EXTRACTED DATA:
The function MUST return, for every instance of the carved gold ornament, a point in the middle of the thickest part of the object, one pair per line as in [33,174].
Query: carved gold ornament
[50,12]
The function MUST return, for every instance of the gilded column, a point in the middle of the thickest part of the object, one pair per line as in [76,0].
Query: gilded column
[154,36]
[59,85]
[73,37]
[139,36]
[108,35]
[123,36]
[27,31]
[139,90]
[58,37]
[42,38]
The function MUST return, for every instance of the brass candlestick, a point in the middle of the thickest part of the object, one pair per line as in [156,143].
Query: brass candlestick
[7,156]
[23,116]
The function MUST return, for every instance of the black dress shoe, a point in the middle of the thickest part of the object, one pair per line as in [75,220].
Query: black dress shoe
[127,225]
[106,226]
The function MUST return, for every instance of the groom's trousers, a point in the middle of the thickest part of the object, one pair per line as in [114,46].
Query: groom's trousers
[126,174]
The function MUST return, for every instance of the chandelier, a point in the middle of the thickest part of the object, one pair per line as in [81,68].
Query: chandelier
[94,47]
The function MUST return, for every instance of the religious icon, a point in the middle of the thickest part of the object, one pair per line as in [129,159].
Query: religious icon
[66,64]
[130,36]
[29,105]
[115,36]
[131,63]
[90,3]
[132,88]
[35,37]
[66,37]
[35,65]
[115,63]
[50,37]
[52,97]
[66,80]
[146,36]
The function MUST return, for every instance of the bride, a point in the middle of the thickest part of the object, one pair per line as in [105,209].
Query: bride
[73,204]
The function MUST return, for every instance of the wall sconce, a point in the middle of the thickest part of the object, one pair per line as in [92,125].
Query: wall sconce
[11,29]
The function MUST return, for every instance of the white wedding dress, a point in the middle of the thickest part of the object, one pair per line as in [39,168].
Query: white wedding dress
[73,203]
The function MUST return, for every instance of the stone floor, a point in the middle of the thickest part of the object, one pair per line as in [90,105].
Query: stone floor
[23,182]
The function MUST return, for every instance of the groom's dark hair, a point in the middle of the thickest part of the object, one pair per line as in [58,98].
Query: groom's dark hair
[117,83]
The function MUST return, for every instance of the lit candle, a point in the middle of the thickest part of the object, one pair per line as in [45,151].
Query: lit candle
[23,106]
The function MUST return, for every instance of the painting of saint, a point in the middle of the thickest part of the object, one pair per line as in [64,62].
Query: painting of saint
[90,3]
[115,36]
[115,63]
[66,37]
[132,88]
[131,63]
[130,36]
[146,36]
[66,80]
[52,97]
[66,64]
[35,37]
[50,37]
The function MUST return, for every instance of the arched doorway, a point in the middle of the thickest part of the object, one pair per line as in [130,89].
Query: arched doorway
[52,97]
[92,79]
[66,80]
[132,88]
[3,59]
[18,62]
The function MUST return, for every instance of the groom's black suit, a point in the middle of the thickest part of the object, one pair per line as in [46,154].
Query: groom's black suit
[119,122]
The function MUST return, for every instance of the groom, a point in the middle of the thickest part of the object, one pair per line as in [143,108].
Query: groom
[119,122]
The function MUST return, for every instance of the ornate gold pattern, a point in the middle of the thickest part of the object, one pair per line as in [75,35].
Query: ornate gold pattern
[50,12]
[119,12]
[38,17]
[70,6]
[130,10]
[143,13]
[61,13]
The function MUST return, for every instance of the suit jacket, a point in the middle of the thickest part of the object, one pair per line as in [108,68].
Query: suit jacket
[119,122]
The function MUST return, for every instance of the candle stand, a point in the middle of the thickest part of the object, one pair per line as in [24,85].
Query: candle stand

WHAT NEEDS TO BE DONE: Can you reproduce all of the records above word for word, with every line in its original order?

WRITTEN SOLUTION:
The function MUST return, for every instance of the carved gold ornament, a point in the middle of the thickest part of the object, one pair per line as in [33,174].
Query: carved gold ornament
[50,12]
The function MUST return, for every instance of the gilded column, a point in the middle of the thickest part of the object, one pair per line as in [76,0].
Query: gilded column
[154,36]
[59,85]
[73,37]
[139,36]
[108,35]
[123,36]
[27,31]
[139,90]
[58,37]
[42,38]
The function MUST return, for every instance of the brass candlestick, a point in the middle of the thickest part of the object, one pair per line as in [156,143].
Query: brass candlestick
[7,156]
[23,116]
The function MUST return, for every instance of the black dress shoe, a point in the middle of the thickest part of the object, one pair per line as in [75,220].
Query: black dress shoe
[127,225]
[106,226]
The function MUST return, for every instance of the groom's trousers, a point in the middle of the thickest part of the object, one pair per line as in [114,46].
Query: groom's trousers
[126,174]
The function MUST return, for every instance of the chandelier, a point in the middle of the thickest part of the object, one pair per line as in [81,68].
Query: chandelier
[94,47]
The function MUST return, for every instance of the religious icon, a point in the middle of the thickest part of the object, one pair per line as in [129,159].
Query: religious icon
[66,64]
[130,36]
[29,105]
[115,36]
[131,63]
[90,3]
[132,88]
[35,37]
[66,37]
[35,65]
[115,63]
[50,37]
[52,97]
[66,80]
[146,36]
The function MUST return, for every instance of the bride, a point in the middle of the thickest part of the object, one pair per line as in [105,209].
Query: bride
[73,204]
The function MUST return, for every instance of the wall sconce, a point in the middle of the thickest part of the object, one pair per line as in [92,125].
Query: wall sconce
[11,29]
The function MUST return, for every instance of the white wedding dress, a point in the middle of the thickest part of the object, one pair per line as in [39,168].
Query: white wedding dress
[73,203]
The function MUST return, for every instance of the stone floor, a point in the middle of the thickest part of the object, one pair per line as in [90,105].
Query: stone floor
[23,182]
The function MUST return, for every instance of the groom's dark hair, a point in the middle of the thickest part of the object, one pair per line as in [58,98].
Query: groom's dark hair
[117,83]
The function MUST return, for every instance of the lit candle, a point in the middle of the thickest part of the object, one pair per line as in [45,151].
Query: lit candle
[23,106]
The function MUST return, for every instance of the painting of saint, a point in the middle of the thickest part of the object, one pair per line as in [64,62].
Query: painting of saint
[90,3]
[115,36]
[115,63]
[66,37]
[132,88]
[131,63]
[130,36]
[146,36]
[66,80]
[52,97]
[66,64]
[35,37]
[50,37]
The function MUST return, for every instance of the arched doorway, a point in the middle of the thickest part of the object, one pair per line as in [130,89].
Query: arched doorway
[52,97]
[92,79]
[66,80]
[132,88]
[3,59]
[18,62]
The function MUST return, for every instance of the groom's black suit, a point in the middle of the thickest part of the object, one pair per line as in [46,154].
Query: groom's black suit
[119,122]
The function MUST return, for every instance of the groom, a point in the middle of the thickest part of the object, one pair per line as in [143,108].
Query: groom
[119,122]
The function MUST return, for every instance of the ornate gold pattern, a point in the middle of the thickest part of the object, one pair per line as in [75,35].
Query: ornate gold pattern
[50,12]
[119,12]
[38,17]
[70,6]
[130,10]
[143,13]
[61,13]
The function MUST return, for every instance of the suit jacket, a point in the middle of the thickest part of the object, one pair per line as in [108,68].
Query: suit jacket
[119,122]
The function MUST return, for every instance of the candle stand, a point in the middle of the thickest part of the object, one pair per line as in [24,85].
Query: candle stand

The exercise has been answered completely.